* _Image-grounded pointing data_
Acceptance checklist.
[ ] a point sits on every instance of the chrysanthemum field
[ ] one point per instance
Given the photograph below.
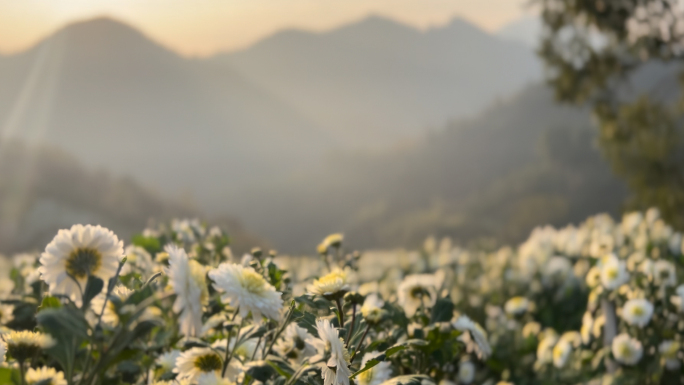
(599, 303)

* _WORK ORDER_
An exact copy of all the records, free of pictures, is the expected answer.

* _EXERCISE SOLUTION_
Acceptance checklist.
[ ] a point sits on every instance of the chrysanthemum field
[ ] one point per instance
Given the photograph below.
(599, 303)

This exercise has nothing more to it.